**Exercise description:**
Your reply should be an exact copy of every entry, with the pictures removed.

**Provided records:**
┄┄┄┄┄┄┄┄┄┄┄┄┄┄┄┄┄┄┄┄
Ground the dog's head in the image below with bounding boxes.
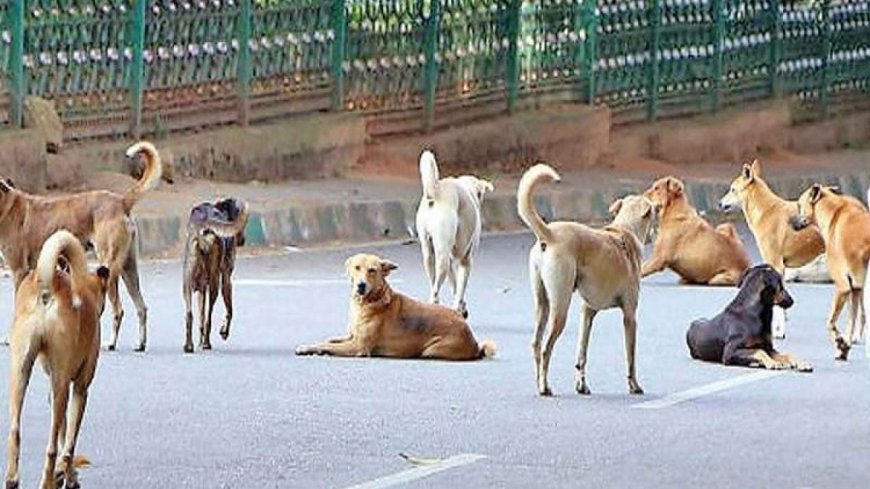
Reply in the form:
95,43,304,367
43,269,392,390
609,195,658,244
789,183,837,231
737,265,794,309
644,176,685,210
720,159,762,212
456,175,494,203
214,198,247,246
345,253,397,301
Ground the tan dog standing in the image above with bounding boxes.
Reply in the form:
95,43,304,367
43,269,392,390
719,159,827,338
415,150,494,317
518,164,656,396
790,184,870,360
0,141,162,351
642,176,751,285
5,230,109,489
295,253,495,360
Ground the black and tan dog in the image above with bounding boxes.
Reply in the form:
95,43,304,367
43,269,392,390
686,265,812,372
6,230,110,489
182,198,249,353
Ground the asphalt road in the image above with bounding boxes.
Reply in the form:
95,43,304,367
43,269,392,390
0,229,868,488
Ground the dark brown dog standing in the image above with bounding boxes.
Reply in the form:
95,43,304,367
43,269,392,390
0,141,163,352
5,230,109,489
182,199,249,353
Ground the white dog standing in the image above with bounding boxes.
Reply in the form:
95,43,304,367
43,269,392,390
415,150,494,317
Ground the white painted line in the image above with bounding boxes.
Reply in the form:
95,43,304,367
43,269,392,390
342,453,486,489
633,370,785,410
235,278,404,287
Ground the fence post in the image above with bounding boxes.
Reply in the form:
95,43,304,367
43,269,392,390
505,0,521,114
819,0,831,118
8,0,25,128
331,0,347,111
423,0,441,132
129,0,146,139
769,0,781,98
647,0,662,120
237,0,252,126
711,0,723,111
582,0,598,105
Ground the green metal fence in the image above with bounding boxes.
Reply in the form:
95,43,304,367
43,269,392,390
1,0,868,139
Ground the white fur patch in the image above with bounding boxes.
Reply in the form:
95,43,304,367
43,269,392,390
772,306,787,339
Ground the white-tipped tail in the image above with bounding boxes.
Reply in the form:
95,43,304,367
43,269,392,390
123,141,163,212
36,230,89,307
517,164,560,243
479,339,497,359
419,150,440,200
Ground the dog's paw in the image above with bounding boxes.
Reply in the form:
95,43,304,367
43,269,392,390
200,342,212,351
132,344,146,353
295,345,316,356
102,343,116,352
767,361,788,370
628,381,644,395
538,386,553,397
5,479,19,489
183,344,194,354
835,337,851,361
794,361,813,373
575,381,591,396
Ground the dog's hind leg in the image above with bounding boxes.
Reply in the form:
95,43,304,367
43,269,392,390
529,260,549,394
826,289,850,360
846,289,861,347
197,289,209,350
622,308,644,394
452,256,472,318
538,261,575,396
202,279,219,350
420,234,438,303
219,272,234,341
39,377,69,489
104,275,124,351
182,278,195,353
5,345,37,488
723,345,784,369
574,304,598,395
121,245,148,352
708,269,742,286
60,382,89,489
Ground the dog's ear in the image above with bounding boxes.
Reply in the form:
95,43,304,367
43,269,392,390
667,177,684,197
828,185,842,195
609,198,624,215
5,178,14,188
0,180,10,193
478,179,494,195
749,159,761,178
379,259,398,276
809,184,823,204
96,265,110,281
741,163,754,181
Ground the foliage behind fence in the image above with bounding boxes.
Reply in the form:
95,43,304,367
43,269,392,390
0,0,868,140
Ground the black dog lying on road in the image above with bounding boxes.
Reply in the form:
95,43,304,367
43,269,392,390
182,198,249,353
686,265,812,372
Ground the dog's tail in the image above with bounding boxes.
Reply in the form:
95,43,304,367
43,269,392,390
189,201,250,238
517,164,559,243
37,230,90,308
478,339,497,359
419,150,440,201
123,141,163,213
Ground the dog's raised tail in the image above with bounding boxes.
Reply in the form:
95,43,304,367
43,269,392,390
37,230,90,307
123,141,164,213
419,150,440,200
517,164,560,243
478,339,497,359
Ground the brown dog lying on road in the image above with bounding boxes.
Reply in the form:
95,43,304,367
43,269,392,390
182,198,249,353
790,184,870,360
0,141,163,352
295,253,495,360
5,230,110,489
642,176,751,285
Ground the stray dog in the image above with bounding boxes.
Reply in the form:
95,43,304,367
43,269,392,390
719,159,827,338
686,265,812,372
0,141,162,352
518,164,656,396
415,150,494,318
182,198,249,353
783,253,831,283
642,176,751,285
5,230,110,489
790,184,870,360
295,253,495,360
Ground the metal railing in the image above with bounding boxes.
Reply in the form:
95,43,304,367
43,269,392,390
0,0,868,140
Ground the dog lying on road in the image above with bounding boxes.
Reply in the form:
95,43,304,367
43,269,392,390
182,198,249,353
790,184,870,360
518,164,656,396
295,253,495,360
686,264,811,372
415,150,494,318
642,176,751,285
0,141,163,352
719,159,828,338
5,230,110,489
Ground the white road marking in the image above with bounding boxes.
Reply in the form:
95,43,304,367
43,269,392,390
342,453,486,489
234,278,404,287
633,370,786,410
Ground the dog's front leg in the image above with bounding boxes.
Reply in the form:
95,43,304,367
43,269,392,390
724,346,785,370
769,351,813,372
622,310,644,394
574,304,597,395
640,253,669,278
39,380,70,489
295,339,371,357
5,346,38,488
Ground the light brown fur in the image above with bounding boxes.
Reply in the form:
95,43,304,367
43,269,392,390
295,254,495,360
518,164,656,396
642,176,751,285
5,230,109,489
791,185,870,360
0,141,162,351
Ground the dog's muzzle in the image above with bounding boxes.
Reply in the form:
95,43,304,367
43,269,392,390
718,201,736,213
776,290,794,309
789,214,809,231
356,282,368,296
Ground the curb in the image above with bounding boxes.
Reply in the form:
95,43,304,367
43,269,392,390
133,171,870,257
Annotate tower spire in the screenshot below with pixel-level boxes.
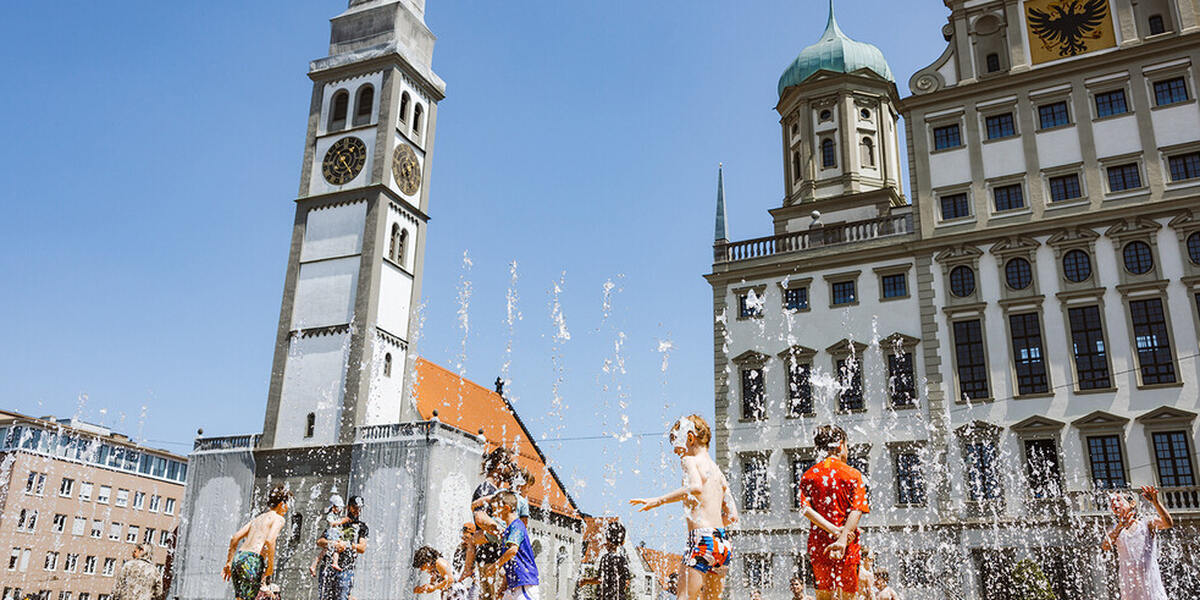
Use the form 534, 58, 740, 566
714, 163, 728, 243
824, 0, 843, 38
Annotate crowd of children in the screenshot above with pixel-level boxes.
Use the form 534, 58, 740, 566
410, 414, 1178, 600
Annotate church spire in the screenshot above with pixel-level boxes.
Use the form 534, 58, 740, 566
714, 163, 728, 243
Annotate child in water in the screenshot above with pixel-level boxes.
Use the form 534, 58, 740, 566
1101, 485, 1173, 600
309, 494, 350, 576
413, 546, 455, 597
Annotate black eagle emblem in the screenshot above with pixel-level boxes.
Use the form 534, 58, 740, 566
1027, 0, 1109, 57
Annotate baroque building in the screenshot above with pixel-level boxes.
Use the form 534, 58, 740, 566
708, 2, 1200, 599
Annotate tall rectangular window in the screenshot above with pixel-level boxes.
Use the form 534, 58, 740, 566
1095, 89, 1129, 117
1024, 438, 1062, 498
888, 353, 916, 407
784, 287, 808, 311
831, 281, 856, 306
96, 486, 110, 505
1154, 77, 1189, 106
1068, 306, 1111, 390
933, 124, 962, 150
58, 478, 74, 498
1168, 152, 1200, 181
1009, 312, 1048, 395
837, 358, 864, 411
940, 193, 970, 220
78, 482, 92, 502
953, 320, 990, 400
985, 113, 1016, 139
993, 184, 1025, 211
1107, 164, 1142, 191
742, 456, 769, 511
964, 441, 1001, 501
1037, 101, 1070, 129
1087, 435, 1127, 489
1129, 298, 1176, 385
743, 554, 773, 590
90, 520, 102, 539
895, 451, 926, 505
71, 517, 85, 537
787, 363, 813, 417
1152, 431, 1196, 487
881, 273, 908, 298
102, 558, 116, 577
83, 556, 96, 575
114, 489, 129, 508
792, 456, 816, 509
1048, 174, 1083, 202
741, 368, 765, 420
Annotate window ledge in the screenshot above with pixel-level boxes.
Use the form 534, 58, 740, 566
┄┄┄┄┄┄┄┄┄┄┄┄┄┄┄┄┄┄┄┄
**Your response:**
Ground the dog's head in the image below with bounding boxes.
Reply in the form:
95,43,304,367
43,269,392,390
609,195,658,244
789,183,837,231
737,265,794,309
644,176,685,210
720,159,762,212
456,175,494,203
214,198,247,246
345,253,397,301
Ground the tan dog standing in the image above with bounding boxes.
Reply in the form:
95,43,304,367
43,269,392,390
719,159,827,338
415,150,494,317
518,164,656,396
790,184,870,360
0,141,162,351
642,176,751,285
5,230,109,489
295,253,495,360
Ground the black and tan dog in the image above with bounding boxes.
Reply in the form:
95,43,304,367
43,269,392,390
686,265,812,372
6,230,110,489
182,198,249,353
Ground the asphalt road in the image above with bounding boxes.
Reply in the form:
95,43,304,367
43,269,392,390
0,229,868,488
Ground the dark brown dog standing in the image above with bounding boxes.
Reply in the form:
95,43,304,367
43,269,392,390
0,141,163,352
5,230,109,489
182,199,249,353
Ground the white dog standing in the image above with bounding boxes.
Reply in the form:
95,43,304,367
43,269,392,390
415,150,494,317
Ground the white painted line in the image above with bounding boxes.
Reply in the form:
95,43,304,367
43,269,392,390
342,453,486,489
633,370,785,410
235,278,404,287
Ground the fence post in the image above with bounding boxes.
Reply in the form:
95,43,304,367
43,269,392,390
505,0,521,114
819,0,831,118
8,0,25,128
331,0,347,111
423,0,441,132
129,0,146,139
769,0,781,98
647,0,662,120
237,0,252,126
711,0,723,111
582,0,598,105
Ground the green metal fence in the image above with bounding boxes.
Reply in the form:
95,43,304,367
43,269,392,390
1,0,868,139
Ground the white fur patch in the image above with bounding boxes.
Reply in the form:
95,43,304,367
43,269,392,390
772,306,787,339
Ground the white-tipped tail in the image above with bounding boxes.
Reply in the form:
95,43,304,367
43,269,392,390
123,141,163,212
36,230,89,307
517,164,560,243
479,339,497,359
419,150,440,200
Ground the dog's paw in the image above with bounding boxes.
Reply in the form:
95,43,304,367
43,269,392,390
200,342,212,351
132,344,146,353
295,345,316,356
102,343,116,352
767,361,788,370
628,381,644,395
538,386,553,397
5,479,19,489
183,344,194,354
835,337,851,361
794,361,813,373
575,381,591,396
Ground the dog's hind leg in the image above with bounding boxes.
Reply in the form:
95,43,304,367
43,269,392,390
529,260,549,394
826,289,850,360
846,289,861,347
197,289,209,350
622,308,644,394
452,256,472,318
538,261,575,396
202,279,219,350
420,234,438,303
219,272,234,341
39,377,69,489
104,275,124,351
182,278,195,353
5,345,37,488
723,345,784,369
574,304,598,395
121,245,148,352
708,269,742,286
60,382,89,489
Ground the dog's ear in the image above with bounding boxes.
Reply in the form:
95,43,304,367
43,269,392,390
667,177,684,197
828,185,842,195
609,198,624,215
5,178,14,188
0,180,10,193
478,179,494,195
749,159,761,178
379,259,398,276
809,184,823,204
96,265,110,281
741,163,754,181
Ground the foliage behind fence in the image above with bounding boxes.
Reply in the form:
95,43,304,367
43,269,392,390
0,0,868,140
Ground the black dog lying on road in the image above with bounding boxes.
Reply in the form:
95,43,304,367
43,269,392,390
182,198,249,353
686,265,812,372
Ground the dog's tail in the image above with bounding boxes.
Reply in the form:
95,43,304,367
43,269,392,390
189,201,250,238
517,164,559,243
37,230,90,308
478,339,497,359
419,150,440,201
123,141,163,213
Ground the dog's raised tail in the image above with bounding boxes.
Reply in the form:
95,43,304,367
43,269,392,390
37,230,90,307
123,141,164,213
419,150,440,200
517,164,560,243
478,339,497,359
Ground the brown dog lying on road in the image above with bounding boxes.
Reply in the form:
95,43,304,367
43,269,392,390
182,198,249,353
790,184,870,360
0,141,163,352
295,253,495,360
5,230,110,489
642,176,751,285
Ground the stray dog in the image above with bounding boxes.
Reply in the form:
95,43,304,367
43,269,392,390
719,159,827,338
686,265,812,372
0,141,162,352
518,164,656,396
415,150,494,318
182,198,249,353
783,253,831,283
642,176,751,285
5,230,110,489
790,184,870,360
295,253,495,360
Ground the metal railing in the image above with bounding boxes.
Reply in the form:
95,43,304,367
43,269,392,390
0,0,868,140
Ground the dog lying on road in the image above with bounding boxes.
Reply in the form:
95,43,304,367
43,269,392,390
182,198,249,353
790,184,870,360
518,164,656,396
295,253,495,360
686,264,811,372
415,150,494,318
642,176,751,285
0,141,163,352
719,159,828,338
5,230,110,489
Ground the white road marking in the image above with bounding boxes.
Reply in the form:
95,43,304,367
43,269,392,390
342,453,486,489
234,278,404,287
633,370,786,410
Ground the dog's front leg in the image above with bounding boxes.
Reply in the form:
95,43,304,367
43,269,392,390
724,346,785,370
769,351,813,372
622,310,644,394
574,304,597,395
640,253,669,278
39,380,70,489
295,339,371,357
5,346,38,488
Ground the light brown fur in the image above with bounding boxes.
Reply in the form:
95,43,304,367
43,269,392,390
295,254,495,360
518,164,656,396
642,176,751,285
5,230,109,489
791,185,870,360
0,141,162,351
Ground the dog's muzzle in the image above with bounding boxes.
Reply in the form:
95,43,304,367
43,269,392,390
718,201,736,213
776,290,794,309
789,214,809,231
356,282,368,296
Ground the curb in the image above with bounding boxes.
Reply in the form:
95,43,304,367
43,269,392,390
133,171,870,257
Annotate tower spire in the screenshot below with pixel-level boxes.
Use the form 534, 58, 740, 566
714, 163, 728, 243
824, 0, 843, 38
Annotate crowd of children in the screenshot above with pixel-level boxes.
Use the form 534, 58, 740, 566
410, 414, 1178, 600
Annotate church spire in the screenshot above with pixel-level boxes.
Use the form 534, 58, 740, 566
714, 163, 728, 243
Annotate child in water in the screenshot above with pixel-level boxes.
Use the form 534, 58, 740, 566
1101, 485, 1173, 600
309, 494, 350, 576
413, 546, 455, 597
Annotate black eagle emblem in the screenshot above with pixel-level boxes.
Use the form 534, 58, 740, 566
1027, 0, 1109, 57
Annotate baroque building in the screenshot above with pixel-level boxes.
Use the form 534, 58, 740, 566
708, 2, 1200, 599
Annotate tall rectangular window in the screenshot above with pixel-level boxes.
Use the form 534, 58, 740, 566
1095, 89, 1129, 117
1024, 438, 1062, 498
888, 353, 916, 407
784, 287, 808, 311
831, 281, 856, 306
96, 486, 110, 505
1154, 77, 1189, 106
1068, 306, 1111, 390
933, 124, 962, 150
58, 478, 74, 498
1168, 152, 1200, 181
1009, 312, 1048, 395
837, 358, 864, 411
940, 193, 970, 220
78, 482, 92, 502
953, 320, 990, 400
985, 113, 1016, 139
993, 184, 1025, 211
1107, 164, 1142, 191
742, 456, 769, 511
964, 441, 1001, 501
1037, 101, 1070, 129
1087, 435, 1127, 489
1129, 298, 1176, 385
743, 554, 773, 590
90, 520, 102, 539
895, 451, 926, 505
71, 517, 85, 537
787, 363, 813, 417
1152, 431, 1196, 487
881, 273, 908, 298
102, 558, 116, 577
83, 556, 96, 575
114, 489, 129, 508
792, 456, 816, 509
1048, 174, 1083, 202
741, 368, 765, 420
Annotate window ledge in the screenshot above with pixel-level boxes.
Use the form 534, 58, 740, 566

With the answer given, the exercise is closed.